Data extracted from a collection
========

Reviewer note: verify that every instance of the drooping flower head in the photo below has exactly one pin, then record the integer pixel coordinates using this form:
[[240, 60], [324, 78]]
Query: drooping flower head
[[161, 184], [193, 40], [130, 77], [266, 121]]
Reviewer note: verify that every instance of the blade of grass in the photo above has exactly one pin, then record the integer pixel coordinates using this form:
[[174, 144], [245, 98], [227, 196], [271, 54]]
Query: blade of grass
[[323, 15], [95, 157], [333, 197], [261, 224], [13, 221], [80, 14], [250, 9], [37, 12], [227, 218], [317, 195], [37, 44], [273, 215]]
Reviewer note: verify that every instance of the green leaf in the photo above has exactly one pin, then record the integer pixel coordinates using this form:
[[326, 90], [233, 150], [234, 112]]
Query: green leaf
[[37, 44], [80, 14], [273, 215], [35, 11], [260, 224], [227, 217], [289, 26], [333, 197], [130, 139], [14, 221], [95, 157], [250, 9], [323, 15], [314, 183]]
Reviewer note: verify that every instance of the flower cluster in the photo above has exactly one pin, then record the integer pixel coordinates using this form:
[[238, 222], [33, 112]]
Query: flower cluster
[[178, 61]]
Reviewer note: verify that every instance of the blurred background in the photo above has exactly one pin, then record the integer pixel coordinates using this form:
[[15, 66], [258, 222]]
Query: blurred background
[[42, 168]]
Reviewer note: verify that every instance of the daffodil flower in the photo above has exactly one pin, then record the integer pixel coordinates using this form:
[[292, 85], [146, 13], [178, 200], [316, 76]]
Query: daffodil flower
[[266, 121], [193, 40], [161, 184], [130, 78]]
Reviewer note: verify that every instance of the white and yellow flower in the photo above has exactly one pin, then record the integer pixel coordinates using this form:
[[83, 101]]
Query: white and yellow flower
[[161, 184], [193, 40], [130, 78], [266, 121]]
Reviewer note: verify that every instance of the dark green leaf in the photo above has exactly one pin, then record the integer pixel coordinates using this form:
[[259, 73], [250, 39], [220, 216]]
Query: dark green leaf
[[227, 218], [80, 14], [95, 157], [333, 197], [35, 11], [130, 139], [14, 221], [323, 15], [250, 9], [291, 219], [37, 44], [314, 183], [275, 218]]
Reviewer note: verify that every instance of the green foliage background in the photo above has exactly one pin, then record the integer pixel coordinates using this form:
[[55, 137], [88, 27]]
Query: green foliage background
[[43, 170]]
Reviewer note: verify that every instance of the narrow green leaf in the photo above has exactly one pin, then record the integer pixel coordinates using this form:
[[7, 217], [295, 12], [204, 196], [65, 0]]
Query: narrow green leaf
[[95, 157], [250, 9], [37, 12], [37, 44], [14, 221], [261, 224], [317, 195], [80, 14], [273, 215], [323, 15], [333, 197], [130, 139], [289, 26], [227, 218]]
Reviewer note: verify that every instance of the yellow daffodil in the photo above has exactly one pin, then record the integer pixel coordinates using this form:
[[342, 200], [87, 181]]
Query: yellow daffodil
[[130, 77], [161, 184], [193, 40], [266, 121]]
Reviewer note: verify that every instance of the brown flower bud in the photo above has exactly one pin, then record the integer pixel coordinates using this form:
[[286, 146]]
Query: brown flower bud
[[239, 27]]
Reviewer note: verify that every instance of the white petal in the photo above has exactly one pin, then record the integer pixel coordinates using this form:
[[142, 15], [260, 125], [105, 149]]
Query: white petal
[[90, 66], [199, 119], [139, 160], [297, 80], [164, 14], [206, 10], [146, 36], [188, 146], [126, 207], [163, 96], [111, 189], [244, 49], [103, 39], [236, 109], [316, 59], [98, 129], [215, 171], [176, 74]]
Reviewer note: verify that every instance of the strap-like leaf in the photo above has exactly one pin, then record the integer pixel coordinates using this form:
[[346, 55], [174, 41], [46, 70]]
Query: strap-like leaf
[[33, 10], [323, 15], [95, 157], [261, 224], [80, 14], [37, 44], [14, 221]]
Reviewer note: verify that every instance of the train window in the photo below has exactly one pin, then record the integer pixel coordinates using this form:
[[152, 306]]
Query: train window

========

Exercise description: Output all of the data without altering a single line.

Exercise output:
Reviewer note: verify that every instance of the drooping flower head in the photo below has exactly one pin, then record the integer pixel coordinates using this form:
[[240, 60], [324, 78]]
Query: drooping flower head
[[161, 184], [193, 40], [130, 77], [266, 121]]
Reviewer note: verify that every instance of the blade of grass in the photo above has exactly one pin, then record the integer pixel coordinates using this form:
[[174, 144], [245, 98], [227, 196], [271, 54]]
Query: blade of grass
[[323, 15], [95, 157], [333, 197], [261, 224], [13, 221], [80, 14], [250, 9], [37, 12], [227, 218], [317, 195], [37, 44], [273, 215]]
Reviewer note: verify that every instance of the green leaf in the photo above has exactly one pin, then record the integer pixel coordinates using this form:
[[326, 90], [233, 150], [234, 112]]
Query: green leaf
[[37, 44], [80, 14], [273, 215], [35, 11], [260, 224], [227, 217], [289, 26], [333, 197], [130, 139], [14, 221], [95, 157], [250, 9], [323, 15], [314, 183]]
Reviewer note: verify that every instance of the flower cluster in the photo above has exactly one pin, then record the integer pixel coordinates using this form:
[[238, 222], [33, 112]]
Query: flower cluster
[[178, 61]]
Reviewer note: verify that every instance of the blurred background in the photo above has exactly one pin, then record the integer pixel coordinates using this form:
[[15, 66], [258, 222]]
Query: blurred background
[[42, 168]]
Reviewer note: verify that every instance of the daffodil flower in the photo above has exactly one pin, then record the integer pixel coordinates using this form:
[[292, 85], [146, 13], [178, 200], [316, 76]]
Query: daffodil flower
[[266, 121], [193, 40], [161, 184], [130, 78]]
Reviewer note: verify that every instance of the white and yellow flower in the photo above has exactly one pin, then record the integer pixel coordinates using this form:
[[83, 101]]
Query: white and yellow flower
[[161, 184], [193, 40], [130, 78], [266, 121]]
Reviewer note: verify that every instance of the dark green leaf in the photo above has exactly one pin, then record the integer pixel coordinates using this form:
[[259, 73], [250, 39], [220, 216]]
Query: dark green leaf
[[227, 218], [80, 14], [95, 157], [333, 197], [35, 11], [130, 139], [14, 221], [323, 15], [250, 9], [291, 219], [37, 44], [314, 183], [275, 218]]
Reviewer note: verify that every instance of the green foliage background in the photo above has exactly one pin, then record the integer pixel coordinates using this form:
[[55, 137], [88, 27]]
Query: green foliage background
[[43, 170]]
Reviewer note: verify that every instance of the narrow green leaf in the photo above has exactly one pin, then record the integer pixel coordinates using this form:
[[7, 217], [295, 12], [204, 196], [65, 0]]
Query: narrow green leaf
[[95, 157], [250, 9], [37, 12], [37, 44], [14, 221], [261, 224], [317, 195], [80, 14], [273, 215], [323, 15], [333, 197], [130, 139], [289, 26], [227, 218]]
Reviewer note: verify that every instance of the yellow daffodil in the photo above has exactly one pin, then record the integer pixel coordinates using this form:
[[342, 200], [87, 181]]
Query: yellow daffodil
[[130, 77], [161, 184], [193, 40], [266, 121]]
Reviewer note: verify that every instance of the brown flower bud in the photo above has exactly one pin, then record the integer pixel coordinates using this form:
[[286, 146]]
Query: brown flower bud
[[239, 27]]
Reviewer note: verify that every instance of the white petal in the photo above has exactly one pin, then record the integer pixel coordinates using this form:
[[142, 15], [260, 125], [105, 149]]
Query: white petal
[[90, 66], [199, 119], [139, 160], [297, 80], [164, 14], [206, 10], [146, 36], [188, 146], [126, 207], [163, 96], [111, 189], [244, 49], [103, 39], [236, 109], [316, 59], [98, 129], [215, 171], [176, 74]]
Reviewer note: verify that every instance of the strap-like leaf in the photo above has exactly one pin, then record the integer pixel coordinates using this form:
[[346, 55], [174, 41], [46, 70]]
Query: strap-like leaf
[[33, 10], [323, 15], [95, 157], [261, 224], [80, 14], [37, 44], [14, 221]]
Reviewer note: verify that every instance of the train window in the photo below has exactly one pin, then record the integer pixel coordinates using this form:
[[152, 306]]
Query: train window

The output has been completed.